**To do**
Reproduce the opening lines of the records exactly, up to and including the line in which "white cloth, response" occurs.

**Study material**
++++++

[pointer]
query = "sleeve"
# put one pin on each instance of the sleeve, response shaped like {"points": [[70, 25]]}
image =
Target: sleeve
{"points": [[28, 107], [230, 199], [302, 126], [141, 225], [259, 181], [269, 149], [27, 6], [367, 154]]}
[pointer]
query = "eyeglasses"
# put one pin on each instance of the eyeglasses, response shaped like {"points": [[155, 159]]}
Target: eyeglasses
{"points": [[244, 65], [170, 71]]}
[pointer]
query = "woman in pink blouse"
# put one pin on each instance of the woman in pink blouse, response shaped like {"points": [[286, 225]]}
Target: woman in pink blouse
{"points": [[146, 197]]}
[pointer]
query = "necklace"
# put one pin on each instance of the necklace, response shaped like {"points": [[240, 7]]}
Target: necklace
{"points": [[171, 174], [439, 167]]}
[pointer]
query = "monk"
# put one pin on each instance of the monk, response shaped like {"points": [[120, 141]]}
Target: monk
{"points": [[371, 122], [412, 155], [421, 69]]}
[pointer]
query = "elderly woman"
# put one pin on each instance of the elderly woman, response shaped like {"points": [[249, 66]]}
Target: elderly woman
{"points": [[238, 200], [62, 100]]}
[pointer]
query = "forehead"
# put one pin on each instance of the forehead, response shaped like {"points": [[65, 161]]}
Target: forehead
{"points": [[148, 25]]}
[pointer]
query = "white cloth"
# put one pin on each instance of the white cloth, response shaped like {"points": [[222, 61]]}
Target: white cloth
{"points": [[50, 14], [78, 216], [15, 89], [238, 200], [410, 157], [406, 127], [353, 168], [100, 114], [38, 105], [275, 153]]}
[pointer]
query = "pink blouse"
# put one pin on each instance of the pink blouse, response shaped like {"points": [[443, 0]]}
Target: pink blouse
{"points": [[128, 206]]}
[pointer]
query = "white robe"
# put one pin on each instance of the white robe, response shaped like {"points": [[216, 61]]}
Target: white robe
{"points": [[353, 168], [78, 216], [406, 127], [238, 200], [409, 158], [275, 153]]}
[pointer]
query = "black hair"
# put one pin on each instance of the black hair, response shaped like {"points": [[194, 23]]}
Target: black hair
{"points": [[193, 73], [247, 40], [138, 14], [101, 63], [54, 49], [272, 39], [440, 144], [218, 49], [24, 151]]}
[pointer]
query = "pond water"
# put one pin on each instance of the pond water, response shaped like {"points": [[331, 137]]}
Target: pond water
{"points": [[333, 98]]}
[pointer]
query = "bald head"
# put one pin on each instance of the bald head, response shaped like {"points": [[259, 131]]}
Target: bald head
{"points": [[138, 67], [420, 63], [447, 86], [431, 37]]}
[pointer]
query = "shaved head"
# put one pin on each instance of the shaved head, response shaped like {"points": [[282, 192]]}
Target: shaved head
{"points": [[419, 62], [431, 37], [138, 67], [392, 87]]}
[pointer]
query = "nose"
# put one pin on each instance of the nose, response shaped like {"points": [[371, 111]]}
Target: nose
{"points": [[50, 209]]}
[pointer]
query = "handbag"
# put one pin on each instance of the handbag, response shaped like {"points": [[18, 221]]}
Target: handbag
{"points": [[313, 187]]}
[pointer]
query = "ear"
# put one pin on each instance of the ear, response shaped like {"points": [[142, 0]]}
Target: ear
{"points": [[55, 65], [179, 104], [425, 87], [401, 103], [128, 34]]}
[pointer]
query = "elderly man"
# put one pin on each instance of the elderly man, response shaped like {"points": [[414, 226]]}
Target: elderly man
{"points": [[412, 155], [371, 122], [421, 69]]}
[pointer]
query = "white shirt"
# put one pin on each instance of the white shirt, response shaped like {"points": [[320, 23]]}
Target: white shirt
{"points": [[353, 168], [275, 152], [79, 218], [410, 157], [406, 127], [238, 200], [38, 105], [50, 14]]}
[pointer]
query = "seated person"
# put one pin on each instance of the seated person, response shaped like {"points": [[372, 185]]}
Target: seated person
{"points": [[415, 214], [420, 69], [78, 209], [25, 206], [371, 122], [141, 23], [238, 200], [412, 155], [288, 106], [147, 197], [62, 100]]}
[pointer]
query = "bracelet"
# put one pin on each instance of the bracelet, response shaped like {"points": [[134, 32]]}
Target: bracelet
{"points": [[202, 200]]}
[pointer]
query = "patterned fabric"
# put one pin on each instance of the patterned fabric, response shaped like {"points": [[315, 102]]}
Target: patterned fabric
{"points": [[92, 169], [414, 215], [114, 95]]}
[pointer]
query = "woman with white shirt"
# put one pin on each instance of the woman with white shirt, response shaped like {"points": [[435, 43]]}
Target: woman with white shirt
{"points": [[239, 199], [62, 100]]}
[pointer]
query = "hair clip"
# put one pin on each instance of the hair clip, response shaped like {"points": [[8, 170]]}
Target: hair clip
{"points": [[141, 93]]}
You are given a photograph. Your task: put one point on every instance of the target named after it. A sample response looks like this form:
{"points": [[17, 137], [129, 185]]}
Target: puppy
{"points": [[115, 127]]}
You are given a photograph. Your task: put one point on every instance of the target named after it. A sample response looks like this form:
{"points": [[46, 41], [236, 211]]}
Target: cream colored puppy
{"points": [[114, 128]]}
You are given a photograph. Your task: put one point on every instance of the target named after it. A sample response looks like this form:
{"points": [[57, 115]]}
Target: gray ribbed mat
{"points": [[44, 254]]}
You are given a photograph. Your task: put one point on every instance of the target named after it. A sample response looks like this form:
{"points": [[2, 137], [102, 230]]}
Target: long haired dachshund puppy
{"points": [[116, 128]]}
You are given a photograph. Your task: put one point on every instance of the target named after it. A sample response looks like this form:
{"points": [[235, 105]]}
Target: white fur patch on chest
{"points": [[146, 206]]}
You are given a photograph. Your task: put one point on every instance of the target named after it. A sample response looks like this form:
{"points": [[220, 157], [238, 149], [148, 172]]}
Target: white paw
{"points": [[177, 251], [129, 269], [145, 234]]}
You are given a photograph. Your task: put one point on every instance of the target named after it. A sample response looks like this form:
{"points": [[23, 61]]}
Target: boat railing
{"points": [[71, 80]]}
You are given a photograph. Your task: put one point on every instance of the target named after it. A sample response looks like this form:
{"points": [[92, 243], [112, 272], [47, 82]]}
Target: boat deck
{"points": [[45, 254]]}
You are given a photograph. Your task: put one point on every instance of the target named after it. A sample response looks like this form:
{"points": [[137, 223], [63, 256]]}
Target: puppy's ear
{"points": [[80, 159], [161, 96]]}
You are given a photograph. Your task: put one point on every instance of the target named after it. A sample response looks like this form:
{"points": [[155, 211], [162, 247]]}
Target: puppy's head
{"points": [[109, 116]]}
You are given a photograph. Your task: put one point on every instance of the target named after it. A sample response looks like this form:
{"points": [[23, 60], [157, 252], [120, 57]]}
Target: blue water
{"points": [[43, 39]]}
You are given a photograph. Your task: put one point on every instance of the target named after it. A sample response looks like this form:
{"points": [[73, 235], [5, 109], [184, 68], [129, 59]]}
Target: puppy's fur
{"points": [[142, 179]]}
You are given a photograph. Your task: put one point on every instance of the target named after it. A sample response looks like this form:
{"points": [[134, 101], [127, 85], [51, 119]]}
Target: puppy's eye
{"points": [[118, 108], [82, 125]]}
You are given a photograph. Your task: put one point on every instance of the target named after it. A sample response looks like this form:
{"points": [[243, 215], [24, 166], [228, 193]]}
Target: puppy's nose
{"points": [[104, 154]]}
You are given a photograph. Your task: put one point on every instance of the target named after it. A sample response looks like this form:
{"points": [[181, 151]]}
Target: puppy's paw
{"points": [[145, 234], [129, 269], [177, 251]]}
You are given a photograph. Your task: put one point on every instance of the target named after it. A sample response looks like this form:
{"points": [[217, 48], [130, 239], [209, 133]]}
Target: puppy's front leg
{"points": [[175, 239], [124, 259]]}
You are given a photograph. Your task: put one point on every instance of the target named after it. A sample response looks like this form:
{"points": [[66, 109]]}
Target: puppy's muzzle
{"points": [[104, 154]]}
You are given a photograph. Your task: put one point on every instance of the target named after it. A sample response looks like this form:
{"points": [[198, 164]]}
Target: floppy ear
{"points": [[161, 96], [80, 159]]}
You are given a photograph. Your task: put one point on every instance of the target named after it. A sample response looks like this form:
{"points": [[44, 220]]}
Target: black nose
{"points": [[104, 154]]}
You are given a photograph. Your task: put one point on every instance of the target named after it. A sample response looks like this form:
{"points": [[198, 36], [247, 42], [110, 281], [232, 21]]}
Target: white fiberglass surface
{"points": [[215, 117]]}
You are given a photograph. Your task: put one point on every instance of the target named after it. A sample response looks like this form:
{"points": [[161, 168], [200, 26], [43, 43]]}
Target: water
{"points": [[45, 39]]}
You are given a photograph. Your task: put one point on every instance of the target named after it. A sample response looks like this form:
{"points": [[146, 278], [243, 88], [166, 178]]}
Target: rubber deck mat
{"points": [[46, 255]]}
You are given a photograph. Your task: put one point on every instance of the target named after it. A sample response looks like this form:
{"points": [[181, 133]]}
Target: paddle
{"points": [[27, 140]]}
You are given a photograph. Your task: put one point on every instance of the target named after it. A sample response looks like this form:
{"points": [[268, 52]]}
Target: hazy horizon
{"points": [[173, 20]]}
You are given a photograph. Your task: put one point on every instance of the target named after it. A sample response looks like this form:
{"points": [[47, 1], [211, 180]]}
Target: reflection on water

++++++

**Result**
[pointer]
query = "sleeve"
# put one pin on each instance of the sleeve, response shaped like {"points": [[70, 25]]}
image =
Target: sleeve
{"points": [[28, 107], [230, 199], [302, 126], [141, 225], [259, 181], [269, 149], [27, 6], [367, 154]]}
[pointer]
query = "eyeglasses"
# put one pin on each instance of the eyeglasses, response shaped like {"points": [[155, 159]]}
Target: eyeglasses
{"points": [[244, 65], [170, 71]]}
[pointer]
query = "woman in pink blouse"
# put one pin on each instance of the woman in pink blouse, response shaped like {"points": [[286, 225]]}
Target: woman in pink blouse
{"points": [[146, 197]]}
[pointer]
query = "necklace"
# put one pin on each instance of the necklace, response shaped like {"points": [[240, 7]]}
Target: necklace
{"points": [[171, 174], [439, 167]]}
[pointer]
query = "monk"
# put one pin on each instance of the monk, response shaped like {"points": [[120, 141]]}
Target: monk
{"points": [[371, 122], [412, 155], [421, 69]]}
[pointer]
query = "elderly woman"
# put one pin on each instance of the elderly woman, response shaped like {"points": [[249, 66]]}
Target: elderly woman
{"points": [[238, 200], [62, 100]]}
[pointer]
query = "forehead"
# put one pin on each instance of the forehead, response shaped like {"points": [[65, 161]]}
Target: forehead
{"points": [[148, 25]]}
[pointer]
query = "white cloth"
# put one pin on each instance of the white cloth, response shaped like {"points": [[222, 61]]}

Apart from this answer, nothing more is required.